**AVAILABLE RECORDS:**
▬▬▬▬▬▬

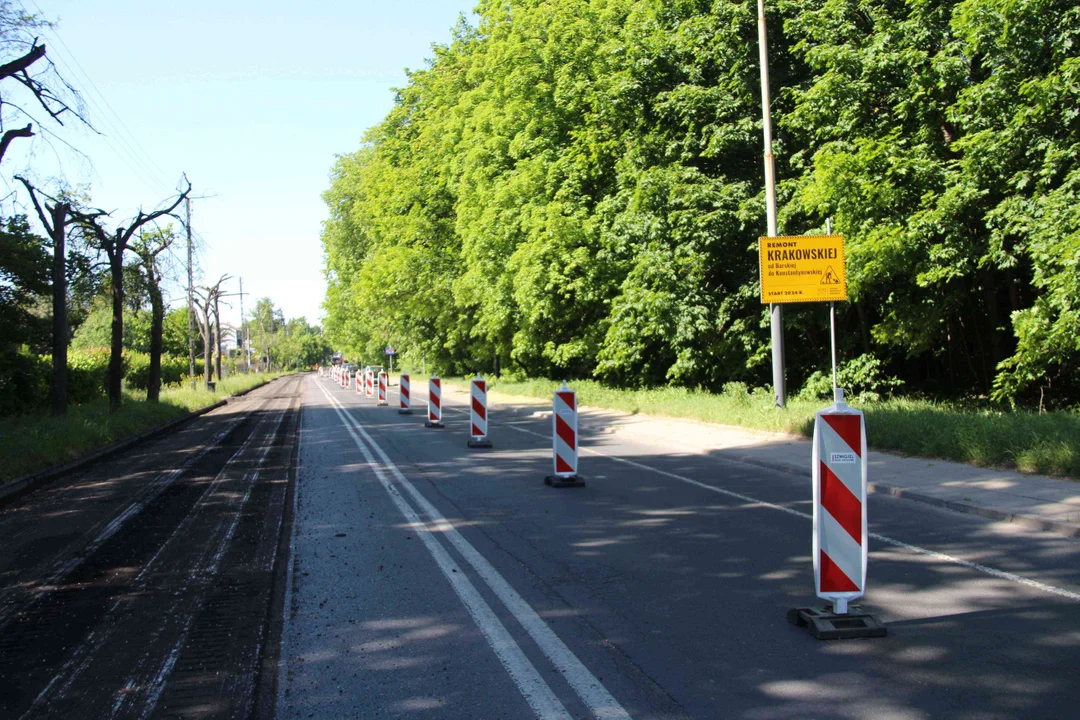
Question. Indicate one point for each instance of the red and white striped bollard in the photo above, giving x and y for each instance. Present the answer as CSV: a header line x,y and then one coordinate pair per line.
x,y
382,388
477,413
403,394
564,422
434,403
839,526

▬▬▬▬▬▬

**INSTRUCTION:** Could you recast all of the data above as a numbered list, one entry per line, with blank lines dropped and the pictures left out?

**ANSWER FOR THIS EXERCISE:**
1. Question. Indicate one point for each instance of the red and white striped bollard in the photo above, giving x and y for each instance. Present the answer as CSV: a header line x,y and then one coordinate pair per line.
2. x,y
3. 382,388
4. 477,413
5. 403,394
6. 564,422
7. 434,403
8. 839,526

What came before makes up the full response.